(Dataset entries)
■ ■ ■ ■ ■
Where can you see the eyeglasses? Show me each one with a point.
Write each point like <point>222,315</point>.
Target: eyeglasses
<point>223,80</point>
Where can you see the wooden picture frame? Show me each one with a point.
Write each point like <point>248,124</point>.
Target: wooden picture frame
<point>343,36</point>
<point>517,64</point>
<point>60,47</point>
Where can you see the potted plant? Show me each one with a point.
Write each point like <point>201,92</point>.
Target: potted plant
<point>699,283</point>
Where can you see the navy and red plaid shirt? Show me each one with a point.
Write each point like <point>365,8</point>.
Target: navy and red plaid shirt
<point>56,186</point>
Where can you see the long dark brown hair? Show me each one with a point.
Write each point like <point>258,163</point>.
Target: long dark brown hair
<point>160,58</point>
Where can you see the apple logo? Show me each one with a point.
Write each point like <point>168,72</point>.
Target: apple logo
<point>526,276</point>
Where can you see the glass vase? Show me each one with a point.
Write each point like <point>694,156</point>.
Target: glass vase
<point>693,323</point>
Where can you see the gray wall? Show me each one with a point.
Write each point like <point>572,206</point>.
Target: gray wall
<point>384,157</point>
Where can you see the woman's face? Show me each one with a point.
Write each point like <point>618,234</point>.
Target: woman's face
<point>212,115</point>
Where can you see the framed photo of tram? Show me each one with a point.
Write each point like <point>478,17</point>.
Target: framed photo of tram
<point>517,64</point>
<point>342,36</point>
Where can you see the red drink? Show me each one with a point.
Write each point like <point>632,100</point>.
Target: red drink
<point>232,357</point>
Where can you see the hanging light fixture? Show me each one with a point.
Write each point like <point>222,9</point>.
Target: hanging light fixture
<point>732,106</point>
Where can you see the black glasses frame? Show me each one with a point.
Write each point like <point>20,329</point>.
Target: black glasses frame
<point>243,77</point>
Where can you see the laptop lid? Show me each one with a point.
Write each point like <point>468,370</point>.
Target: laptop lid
■ ■ ■ ■ ■
## Work order
Exactly as written, give the line containing "Where can you see the laptop" and all remaining lines of the records.

## Written response
Where can you see the laptop lid? Show me each one with a point.
Write each point like <point>468,370</point>.
Target: laptop lid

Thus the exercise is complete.